### Extract provided
::::
Careers Advice for Young People Needs Our Attention

02/09/2015 16:29 BST | Updated 31/08/2016 10:59 BST

Over the past few weeks we have seen a continuous stream of media coverage about the success of young people in this country - record numbers have secured places at universities and more sixteen year olds have passed their GCSEs than ever before. If education results are a barometer of the future potential of the UK's economic development then we are in a strong position. However, alongside these positive results was news from the Chartered Institute of Personnel and Development demonstrating that over 58% of recent graduates are in jobs deemed to be for non-graduates. For those entering university or starting their careers this summer it is an extremely nerve wracking time - academic success is no longer the guarantee it once was.

Anxiety about future career prospects is unfortunately increasingly common in young people. I was recently at a school in south London, talking to a group of 16-18 year old girls about their futures. After only a few minutes it became apparent that, although excited for the future, the fear of making wrong decisions was of huge concern.

I was also surprised by the low awareness level of the career opportunities available to them. Most were considering traditional degrees which would lead to roles directly related to the subjects they're taking at GSCE level, i.e. medicine, teaching, law, etc; and the majority had limited understanding of other routes they could explore. It struck me that a lack of knowledge about the numerous career opportunities available was, in part, contributing to their anxiety. The fear of failing was made all the greater by the fact they felt they only had a handful of career opportunities.
::::
[Records from a dataset]
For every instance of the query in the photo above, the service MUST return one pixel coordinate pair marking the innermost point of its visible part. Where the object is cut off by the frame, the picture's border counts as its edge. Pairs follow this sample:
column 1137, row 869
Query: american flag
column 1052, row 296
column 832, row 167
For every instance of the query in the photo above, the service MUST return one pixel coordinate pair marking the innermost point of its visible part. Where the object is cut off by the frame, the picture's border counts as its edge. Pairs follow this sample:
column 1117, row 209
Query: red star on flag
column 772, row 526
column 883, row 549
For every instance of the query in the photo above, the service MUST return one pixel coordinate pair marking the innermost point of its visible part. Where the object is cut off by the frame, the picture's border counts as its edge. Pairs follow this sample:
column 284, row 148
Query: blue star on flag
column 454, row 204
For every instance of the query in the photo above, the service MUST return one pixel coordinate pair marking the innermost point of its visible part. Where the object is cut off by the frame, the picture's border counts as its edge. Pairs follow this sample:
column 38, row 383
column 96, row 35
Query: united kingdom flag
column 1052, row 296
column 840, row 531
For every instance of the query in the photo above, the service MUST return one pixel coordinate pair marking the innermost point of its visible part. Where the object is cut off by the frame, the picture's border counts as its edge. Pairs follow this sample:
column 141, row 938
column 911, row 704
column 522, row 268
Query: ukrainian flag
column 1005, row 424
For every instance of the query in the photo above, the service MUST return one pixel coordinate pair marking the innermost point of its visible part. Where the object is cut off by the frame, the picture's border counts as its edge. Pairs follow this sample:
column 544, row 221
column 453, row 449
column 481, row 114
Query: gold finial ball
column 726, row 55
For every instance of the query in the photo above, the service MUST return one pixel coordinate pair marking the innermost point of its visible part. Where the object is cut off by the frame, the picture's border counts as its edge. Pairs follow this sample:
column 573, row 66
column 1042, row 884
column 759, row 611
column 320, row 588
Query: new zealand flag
::::
### What you need to do
Copy word for word the part of the careers advice article starting at "Careers Advice for" and ending at "it once was.".

### Answer space
Careers Advice for Young People Needs Our Attention

02/09/2015 16:29 BST | Updated 31/08/2016 10:59 BST

Over the past few weeks we have seen a continuous stream of media coverage about the success of young people in this country - record numbers have secured places at universities and more sixteen year olds have passed their GCSEs than ever before. If education results are a barometer of the future potential of the UK's economic development then we are in a strong position. However, alongside these positive results was news from the Chartered Institute of Personnel and Development demonstrating that over 58% of recent graduates are in jobs deemed to be for non-graduates. For those entering university or starting their careers this summer it is an extremely nerve wracking time - academic success is no longer the guarantee it once was.